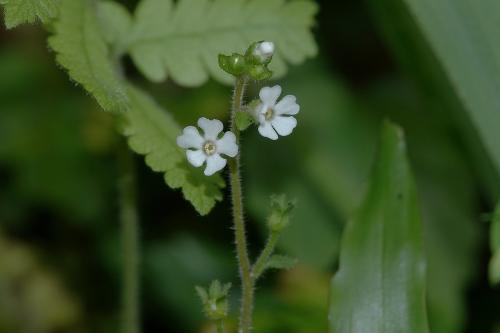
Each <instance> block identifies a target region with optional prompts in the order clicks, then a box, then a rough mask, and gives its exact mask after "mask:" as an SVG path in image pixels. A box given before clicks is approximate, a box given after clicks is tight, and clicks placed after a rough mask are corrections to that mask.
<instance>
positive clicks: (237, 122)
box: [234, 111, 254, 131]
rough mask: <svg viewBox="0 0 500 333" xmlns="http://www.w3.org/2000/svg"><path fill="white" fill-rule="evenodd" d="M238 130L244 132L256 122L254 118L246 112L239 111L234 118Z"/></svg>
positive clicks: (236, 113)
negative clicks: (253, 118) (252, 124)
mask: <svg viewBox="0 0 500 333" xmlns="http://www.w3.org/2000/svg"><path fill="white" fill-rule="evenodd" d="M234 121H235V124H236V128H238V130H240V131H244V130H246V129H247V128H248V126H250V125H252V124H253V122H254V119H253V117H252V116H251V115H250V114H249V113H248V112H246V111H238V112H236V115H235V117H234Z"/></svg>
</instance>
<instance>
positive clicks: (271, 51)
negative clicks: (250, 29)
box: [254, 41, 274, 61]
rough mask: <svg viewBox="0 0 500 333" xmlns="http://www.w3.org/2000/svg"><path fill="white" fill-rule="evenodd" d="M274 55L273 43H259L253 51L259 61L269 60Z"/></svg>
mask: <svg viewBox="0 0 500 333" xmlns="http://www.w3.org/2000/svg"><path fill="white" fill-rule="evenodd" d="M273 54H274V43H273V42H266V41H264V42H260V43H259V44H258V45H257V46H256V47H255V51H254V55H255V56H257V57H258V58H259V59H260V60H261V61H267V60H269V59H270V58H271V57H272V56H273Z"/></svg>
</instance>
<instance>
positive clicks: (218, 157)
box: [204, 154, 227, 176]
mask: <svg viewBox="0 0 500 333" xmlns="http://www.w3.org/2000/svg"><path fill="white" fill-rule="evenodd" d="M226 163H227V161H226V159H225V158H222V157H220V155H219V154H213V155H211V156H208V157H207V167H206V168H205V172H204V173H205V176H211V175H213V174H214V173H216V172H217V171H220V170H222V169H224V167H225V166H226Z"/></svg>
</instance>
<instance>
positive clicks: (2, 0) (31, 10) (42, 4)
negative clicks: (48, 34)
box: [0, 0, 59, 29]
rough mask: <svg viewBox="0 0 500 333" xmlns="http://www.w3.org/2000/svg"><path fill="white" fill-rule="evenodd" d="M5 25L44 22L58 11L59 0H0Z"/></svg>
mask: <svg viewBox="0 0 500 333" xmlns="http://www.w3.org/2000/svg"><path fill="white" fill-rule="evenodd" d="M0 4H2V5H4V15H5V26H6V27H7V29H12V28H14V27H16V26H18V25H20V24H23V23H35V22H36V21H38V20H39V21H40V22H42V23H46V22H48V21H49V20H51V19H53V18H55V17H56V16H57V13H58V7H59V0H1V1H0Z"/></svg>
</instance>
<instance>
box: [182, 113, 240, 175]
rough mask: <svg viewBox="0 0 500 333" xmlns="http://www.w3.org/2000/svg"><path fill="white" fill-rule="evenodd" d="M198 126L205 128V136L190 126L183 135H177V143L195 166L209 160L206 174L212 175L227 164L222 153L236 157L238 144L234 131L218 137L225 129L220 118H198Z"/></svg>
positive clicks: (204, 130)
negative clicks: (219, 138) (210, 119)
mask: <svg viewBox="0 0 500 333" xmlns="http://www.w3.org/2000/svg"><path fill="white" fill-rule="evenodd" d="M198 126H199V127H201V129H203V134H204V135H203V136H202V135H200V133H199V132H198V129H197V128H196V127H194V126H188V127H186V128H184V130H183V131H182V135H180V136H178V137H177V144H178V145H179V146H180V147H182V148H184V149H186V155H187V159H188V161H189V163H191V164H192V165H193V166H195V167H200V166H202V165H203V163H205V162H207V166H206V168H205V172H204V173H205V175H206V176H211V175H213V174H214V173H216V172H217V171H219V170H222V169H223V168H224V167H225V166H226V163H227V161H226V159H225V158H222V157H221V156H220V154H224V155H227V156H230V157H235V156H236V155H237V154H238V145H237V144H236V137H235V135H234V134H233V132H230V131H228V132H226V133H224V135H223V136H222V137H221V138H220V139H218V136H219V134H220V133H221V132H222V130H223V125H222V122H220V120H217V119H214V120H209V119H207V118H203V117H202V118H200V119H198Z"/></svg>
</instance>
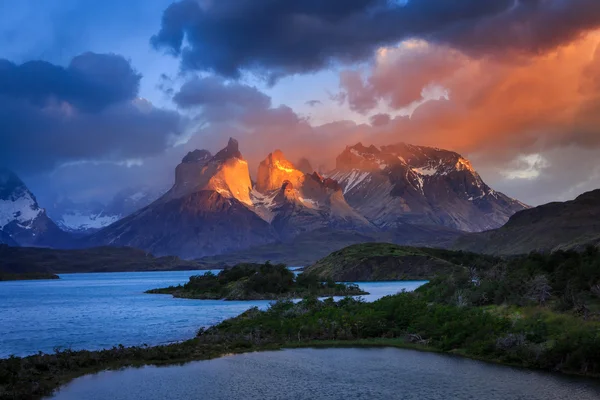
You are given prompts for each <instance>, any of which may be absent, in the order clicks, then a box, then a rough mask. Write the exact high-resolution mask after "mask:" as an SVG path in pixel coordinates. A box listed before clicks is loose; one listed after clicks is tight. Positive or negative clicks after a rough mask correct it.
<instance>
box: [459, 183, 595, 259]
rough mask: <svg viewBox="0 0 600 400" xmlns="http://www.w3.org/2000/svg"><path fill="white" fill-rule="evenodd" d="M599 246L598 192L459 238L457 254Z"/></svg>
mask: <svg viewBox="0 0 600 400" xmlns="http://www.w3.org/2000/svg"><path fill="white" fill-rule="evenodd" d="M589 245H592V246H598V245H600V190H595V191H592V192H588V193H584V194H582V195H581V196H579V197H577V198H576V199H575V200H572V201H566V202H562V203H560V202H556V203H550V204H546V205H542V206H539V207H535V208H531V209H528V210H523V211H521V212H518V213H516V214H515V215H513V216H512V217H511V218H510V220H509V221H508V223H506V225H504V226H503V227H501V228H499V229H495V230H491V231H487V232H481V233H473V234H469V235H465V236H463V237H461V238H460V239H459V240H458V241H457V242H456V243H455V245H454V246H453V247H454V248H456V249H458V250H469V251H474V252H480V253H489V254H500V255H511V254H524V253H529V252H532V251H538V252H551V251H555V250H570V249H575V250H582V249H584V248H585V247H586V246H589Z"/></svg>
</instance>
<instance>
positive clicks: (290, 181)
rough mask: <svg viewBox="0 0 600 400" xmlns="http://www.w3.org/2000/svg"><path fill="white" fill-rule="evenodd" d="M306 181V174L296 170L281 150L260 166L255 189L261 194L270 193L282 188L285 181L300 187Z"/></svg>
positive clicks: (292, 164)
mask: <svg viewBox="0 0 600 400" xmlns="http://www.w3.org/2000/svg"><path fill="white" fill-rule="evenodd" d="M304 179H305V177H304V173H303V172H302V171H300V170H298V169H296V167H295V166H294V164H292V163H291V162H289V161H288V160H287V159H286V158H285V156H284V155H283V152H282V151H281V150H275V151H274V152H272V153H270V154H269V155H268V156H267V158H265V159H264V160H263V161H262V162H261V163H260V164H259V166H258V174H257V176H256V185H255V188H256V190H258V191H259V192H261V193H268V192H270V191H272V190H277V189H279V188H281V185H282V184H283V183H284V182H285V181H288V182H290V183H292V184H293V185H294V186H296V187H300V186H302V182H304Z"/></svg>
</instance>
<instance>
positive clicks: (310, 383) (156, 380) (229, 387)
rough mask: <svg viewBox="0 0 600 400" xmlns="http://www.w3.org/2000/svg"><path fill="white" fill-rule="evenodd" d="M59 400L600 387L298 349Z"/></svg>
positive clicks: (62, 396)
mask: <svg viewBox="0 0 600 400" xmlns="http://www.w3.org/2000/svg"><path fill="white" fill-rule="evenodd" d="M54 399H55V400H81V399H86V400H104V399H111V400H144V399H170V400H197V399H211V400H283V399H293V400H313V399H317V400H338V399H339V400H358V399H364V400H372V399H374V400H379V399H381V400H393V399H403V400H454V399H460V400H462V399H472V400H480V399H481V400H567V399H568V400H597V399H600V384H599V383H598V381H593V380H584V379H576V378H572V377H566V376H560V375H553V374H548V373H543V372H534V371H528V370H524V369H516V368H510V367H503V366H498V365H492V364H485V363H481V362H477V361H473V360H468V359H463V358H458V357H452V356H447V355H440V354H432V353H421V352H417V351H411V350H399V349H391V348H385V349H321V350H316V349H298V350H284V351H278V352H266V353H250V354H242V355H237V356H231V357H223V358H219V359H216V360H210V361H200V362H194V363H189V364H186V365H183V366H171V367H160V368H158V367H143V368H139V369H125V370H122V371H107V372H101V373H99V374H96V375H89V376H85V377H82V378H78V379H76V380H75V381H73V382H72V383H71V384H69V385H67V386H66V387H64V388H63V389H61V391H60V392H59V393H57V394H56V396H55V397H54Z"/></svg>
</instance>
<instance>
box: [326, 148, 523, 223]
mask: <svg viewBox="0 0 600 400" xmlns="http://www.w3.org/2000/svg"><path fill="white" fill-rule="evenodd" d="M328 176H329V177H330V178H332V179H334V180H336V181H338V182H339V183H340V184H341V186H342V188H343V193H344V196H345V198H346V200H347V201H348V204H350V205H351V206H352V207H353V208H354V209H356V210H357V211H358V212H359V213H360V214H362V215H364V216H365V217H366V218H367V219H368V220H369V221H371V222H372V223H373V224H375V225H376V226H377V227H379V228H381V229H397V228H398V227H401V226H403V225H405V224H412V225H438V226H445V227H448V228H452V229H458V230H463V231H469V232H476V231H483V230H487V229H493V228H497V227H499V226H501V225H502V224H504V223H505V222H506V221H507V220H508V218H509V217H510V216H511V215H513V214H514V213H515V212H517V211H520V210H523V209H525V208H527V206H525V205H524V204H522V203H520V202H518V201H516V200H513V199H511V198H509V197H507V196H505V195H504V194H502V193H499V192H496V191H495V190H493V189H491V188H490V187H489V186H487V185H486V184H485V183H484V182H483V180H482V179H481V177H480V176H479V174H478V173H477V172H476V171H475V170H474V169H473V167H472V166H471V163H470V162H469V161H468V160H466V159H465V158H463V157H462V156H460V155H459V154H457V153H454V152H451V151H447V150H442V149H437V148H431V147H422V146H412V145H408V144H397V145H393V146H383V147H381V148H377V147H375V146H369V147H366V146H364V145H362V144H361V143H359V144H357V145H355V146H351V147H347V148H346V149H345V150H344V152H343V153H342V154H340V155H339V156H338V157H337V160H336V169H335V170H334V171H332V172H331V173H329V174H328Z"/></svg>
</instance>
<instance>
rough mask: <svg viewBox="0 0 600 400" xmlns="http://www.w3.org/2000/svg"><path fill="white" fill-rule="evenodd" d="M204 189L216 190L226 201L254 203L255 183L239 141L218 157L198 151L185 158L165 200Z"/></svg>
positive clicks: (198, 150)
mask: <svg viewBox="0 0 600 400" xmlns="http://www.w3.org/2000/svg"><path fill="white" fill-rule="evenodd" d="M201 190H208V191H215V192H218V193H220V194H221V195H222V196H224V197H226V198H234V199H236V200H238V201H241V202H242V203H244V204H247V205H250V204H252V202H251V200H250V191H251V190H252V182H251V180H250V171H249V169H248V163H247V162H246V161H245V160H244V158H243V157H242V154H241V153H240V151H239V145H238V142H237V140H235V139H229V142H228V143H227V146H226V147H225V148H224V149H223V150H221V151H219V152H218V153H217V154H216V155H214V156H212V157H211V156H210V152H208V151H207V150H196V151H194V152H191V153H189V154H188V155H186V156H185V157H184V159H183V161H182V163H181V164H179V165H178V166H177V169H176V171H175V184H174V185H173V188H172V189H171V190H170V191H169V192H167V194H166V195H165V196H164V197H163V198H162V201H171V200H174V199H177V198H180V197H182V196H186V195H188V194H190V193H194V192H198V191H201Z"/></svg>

════════

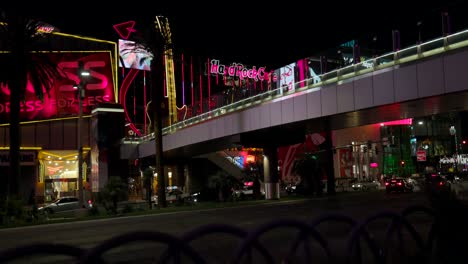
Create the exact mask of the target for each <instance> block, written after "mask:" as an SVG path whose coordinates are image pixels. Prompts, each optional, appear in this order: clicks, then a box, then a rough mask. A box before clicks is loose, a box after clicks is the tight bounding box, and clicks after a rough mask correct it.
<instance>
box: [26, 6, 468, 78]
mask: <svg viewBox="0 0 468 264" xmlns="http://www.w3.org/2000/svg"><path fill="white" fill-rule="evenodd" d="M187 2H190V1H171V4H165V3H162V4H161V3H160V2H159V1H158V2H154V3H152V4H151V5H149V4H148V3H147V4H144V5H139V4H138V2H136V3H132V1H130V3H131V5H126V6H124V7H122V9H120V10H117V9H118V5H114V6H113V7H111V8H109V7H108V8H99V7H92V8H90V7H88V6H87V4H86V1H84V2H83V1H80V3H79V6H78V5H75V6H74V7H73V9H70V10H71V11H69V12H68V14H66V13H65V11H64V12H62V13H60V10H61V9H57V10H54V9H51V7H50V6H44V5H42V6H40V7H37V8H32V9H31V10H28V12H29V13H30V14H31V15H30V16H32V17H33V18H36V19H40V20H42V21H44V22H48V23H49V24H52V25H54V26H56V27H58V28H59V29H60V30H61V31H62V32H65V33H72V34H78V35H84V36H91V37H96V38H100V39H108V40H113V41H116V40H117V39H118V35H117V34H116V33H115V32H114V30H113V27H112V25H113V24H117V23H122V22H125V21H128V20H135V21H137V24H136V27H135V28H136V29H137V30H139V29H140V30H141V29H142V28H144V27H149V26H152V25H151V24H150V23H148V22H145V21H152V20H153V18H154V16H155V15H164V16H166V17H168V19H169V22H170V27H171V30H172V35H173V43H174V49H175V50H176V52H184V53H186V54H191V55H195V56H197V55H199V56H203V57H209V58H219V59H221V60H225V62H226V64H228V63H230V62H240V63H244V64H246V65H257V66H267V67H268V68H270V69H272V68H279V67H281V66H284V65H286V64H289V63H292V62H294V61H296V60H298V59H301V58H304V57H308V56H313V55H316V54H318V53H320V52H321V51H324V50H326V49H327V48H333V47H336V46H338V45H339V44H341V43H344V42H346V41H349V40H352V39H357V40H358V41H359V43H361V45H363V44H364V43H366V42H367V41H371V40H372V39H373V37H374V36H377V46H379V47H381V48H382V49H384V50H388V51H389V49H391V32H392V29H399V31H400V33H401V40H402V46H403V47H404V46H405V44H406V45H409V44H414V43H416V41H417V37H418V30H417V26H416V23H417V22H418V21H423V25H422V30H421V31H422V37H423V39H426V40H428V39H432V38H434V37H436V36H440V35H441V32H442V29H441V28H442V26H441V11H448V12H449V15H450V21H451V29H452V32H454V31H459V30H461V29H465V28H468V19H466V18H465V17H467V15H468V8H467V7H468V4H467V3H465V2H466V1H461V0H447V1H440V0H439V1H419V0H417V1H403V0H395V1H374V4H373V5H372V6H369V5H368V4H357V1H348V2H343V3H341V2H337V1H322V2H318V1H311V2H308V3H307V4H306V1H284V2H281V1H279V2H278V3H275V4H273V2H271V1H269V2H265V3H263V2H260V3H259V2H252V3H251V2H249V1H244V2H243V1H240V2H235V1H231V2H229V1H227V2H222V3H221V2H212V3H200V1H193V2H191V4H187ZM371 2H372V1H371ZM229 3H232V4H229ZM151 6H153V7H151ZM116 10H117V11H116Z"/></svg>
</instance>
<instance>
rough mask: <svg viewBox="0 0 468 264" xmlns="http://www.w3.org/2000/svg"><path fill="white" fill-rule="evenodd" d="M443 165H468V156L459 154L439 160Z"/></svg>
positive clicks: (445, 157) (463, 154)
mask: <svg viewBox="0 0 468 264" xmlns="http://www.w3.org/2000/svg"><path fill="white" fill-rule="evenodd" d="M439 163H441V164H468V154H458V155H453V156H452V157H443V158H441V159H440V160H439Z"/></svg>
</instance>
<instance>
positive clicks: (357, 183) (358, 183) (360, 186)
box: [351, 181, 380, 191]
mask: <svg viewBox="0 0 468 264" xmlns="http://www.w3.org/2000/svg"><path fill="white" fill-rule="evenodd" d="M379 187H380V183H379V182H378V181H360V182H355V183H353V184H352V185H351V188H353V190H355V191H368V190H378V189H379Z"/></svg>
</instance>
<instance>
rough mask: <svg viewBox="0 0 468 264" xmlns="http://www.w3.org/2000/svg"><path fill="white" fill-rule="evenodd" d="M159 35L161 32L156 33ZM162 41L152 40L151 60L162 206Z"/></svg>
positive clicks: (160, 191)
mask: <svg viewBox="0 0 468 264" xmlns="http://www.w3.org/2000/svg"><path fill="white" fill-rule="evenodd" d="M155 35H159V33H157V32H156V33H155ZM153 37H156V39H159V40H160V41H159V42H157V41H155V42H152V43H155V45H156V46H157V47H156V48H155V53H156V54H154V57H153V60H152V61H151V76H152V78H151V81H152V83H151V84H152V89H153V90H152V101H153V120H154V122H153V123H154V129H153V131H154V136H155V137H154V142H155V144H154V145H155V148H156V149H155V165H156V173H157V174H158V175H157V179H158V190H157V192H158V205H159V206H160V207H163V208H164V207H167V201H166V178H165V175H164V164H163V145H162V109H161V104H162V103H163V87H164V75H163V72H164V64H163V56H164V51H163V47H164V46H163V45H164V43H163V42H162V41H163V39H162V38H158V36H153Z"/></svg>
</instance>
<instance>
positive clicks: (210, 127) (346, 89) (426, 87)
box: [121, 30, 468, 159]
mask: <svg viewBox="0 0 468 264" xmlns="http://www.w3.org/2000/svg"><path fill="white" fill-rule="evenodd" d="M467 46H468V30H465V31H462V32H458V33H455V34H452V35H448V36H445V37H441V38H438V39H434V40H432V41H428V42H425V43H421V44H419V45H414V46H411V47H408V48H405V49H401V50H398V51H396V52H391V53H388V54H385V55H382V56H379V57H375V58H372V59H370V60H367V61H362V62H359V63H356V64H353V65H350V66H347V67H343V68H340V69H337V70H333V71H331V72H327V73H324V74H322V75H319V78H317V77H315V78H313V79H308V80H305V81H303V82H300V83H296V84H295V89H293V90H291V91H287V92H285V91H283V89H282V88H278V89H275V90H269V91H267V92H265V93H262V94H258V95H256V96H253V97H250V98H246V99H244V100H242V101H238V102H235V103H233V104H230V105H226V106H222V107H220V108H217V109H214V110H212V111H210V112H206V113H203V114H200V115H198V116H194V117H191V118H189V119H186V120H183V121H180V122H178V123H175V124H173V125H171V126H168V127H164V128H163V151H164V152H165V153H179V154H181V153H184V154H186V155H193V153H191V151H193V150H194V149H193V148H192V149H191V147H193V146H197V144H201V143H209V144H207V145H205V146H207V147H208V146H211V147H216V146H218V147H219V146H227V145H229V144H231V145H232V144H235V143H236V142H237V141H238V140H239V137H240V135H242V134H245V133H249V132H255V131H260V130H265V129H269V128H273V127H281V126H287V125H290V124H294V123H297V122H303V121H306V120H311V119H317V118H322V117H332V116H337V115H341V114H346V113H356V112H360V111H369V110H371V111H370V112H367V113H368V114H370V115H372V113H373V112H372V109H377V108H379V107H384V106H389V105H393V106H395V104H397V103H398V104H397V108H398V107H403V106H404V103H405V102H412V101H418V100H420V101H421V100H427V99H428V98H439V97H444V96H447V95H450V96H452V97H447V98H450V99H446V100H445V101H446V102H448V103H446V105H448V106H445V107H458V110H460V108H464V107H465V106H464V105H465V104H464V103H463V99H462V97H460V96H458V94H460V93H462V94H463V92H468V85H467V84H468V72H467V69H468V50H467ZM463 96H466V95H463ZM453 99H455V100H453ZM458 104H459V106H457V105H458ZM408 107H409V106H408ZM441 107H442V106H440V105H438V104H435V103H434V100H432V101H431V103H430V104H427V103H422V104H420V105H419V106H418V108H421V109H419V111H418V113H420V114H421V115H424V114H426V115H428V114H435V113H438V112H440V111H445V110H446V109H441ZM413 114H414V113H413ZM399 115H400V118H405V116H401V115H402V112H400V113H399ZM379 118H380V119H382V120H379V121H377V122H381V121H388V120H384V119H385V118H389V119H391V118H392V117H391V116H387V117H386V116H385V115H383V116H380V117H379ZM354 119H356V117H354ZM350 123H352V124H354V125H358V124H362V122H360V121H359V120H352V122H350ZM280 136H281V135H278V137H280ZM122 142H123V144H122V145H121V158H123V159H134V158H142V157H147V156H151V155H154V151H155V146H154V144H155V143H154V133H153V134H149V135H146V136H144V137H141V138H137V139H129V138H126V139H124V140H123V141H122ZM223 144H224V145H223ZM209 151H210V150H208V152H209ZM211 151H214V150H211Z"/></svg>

════════

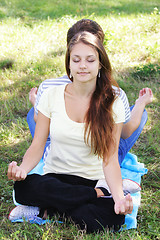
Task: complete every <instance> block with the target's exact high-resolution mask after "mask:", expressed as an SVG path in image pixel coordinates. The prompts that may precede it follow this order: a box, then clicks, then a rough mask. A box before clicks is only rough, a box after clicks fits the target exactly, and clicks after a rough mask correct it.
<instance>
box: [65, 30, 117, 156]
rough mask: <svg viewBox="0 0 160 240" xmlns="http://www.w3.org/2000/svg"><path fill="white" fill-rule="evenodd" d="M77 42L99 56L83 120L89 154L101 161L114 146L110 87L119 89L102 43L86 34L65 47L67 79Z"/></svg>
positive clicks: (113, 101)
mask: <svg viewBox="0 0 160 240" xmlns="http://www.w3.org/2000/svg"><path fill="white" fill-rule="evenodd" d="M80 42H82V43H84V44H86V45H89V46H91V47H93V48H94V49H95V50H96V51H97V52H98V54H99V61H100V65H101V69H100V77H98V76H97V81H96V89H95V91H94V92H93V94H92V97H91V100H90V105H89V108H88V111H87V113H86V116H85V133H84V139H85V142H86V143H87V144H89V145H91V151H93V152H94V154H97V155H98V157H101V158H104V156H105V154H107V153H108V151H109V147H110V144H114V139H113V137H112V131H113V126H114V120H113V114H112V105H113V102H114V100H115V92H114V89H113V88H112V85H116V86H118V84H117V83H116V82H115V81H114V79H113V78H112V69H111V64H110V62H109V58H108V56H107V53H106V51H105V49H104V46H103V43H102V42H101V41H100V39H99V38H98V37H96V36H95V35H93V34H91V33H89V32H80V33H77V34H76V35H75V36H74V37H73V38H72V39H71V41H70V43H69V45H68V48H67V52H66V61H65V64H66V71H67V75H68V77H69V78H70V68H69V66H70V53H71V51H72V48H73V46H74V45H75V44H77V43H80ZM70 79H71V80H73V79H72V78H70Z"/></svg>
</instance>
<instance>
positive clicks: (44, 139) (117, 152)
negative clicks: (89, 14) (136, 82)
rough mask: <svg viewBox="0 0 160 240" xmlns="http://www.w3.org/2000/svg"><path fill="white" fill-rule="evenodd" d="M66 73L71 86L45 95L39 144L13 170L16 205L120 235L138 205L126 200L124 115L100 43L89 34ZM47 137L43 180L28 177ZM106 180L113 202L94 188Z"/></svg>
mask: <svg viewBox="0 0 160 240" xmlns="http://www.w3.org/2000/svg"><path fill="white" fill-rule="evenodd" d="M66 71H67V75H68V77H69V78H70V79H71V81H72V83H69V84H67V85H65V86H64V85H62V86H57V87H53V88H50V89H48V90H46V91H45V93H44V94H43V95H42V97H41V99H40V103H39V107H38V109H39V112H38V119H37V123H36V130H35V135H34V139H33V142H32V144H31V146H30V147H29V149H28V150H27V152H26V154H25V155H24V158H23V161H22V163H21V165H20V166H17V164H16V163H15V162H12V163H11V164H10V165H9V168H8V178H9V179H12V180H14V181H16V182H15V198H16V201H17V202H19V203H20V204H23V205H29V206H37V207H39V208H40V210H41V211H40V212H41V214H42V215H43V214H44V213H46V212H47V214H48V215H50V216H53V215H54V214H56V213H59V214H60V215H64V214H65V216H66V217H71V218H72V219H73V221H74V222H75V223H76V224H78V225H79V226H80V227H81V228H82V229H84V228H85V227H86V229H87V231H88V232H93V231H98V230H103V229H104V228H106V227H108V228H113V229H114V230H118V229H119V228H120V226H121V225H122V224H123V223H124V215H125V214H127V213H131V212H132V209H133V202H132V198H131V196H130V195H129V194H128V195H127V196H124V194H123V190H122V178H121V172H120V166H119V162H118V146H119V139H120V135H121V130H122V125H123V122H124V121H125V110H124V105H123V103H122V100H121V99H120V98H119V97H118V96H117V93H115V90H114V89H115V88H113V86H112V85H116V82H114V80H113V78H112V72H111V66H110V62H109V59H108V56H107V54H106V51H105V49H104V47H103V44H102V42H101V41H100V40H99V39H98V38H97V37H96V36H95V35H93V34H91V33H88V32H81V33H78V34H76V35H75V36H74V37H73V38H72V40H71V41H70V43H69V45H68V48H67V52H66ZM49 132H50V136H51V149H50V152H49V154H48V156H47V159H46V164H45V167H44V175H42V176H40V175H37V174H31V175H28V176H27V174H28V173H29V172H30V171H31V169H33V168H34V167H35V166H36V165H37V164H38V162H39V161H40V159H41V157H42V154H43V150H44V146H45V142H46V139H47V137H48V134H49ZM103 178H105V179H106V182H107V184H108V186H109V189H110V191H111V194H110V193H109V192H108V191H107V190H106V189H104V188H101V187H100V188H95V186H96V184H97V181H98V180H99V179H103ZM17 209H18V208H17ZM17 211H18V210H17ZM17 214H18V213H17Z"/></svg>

════════

__Exercise aim__. Every line in the records above that holds "resolution" counts once; state the total and nothing else.

__Solution to this exercise__. 2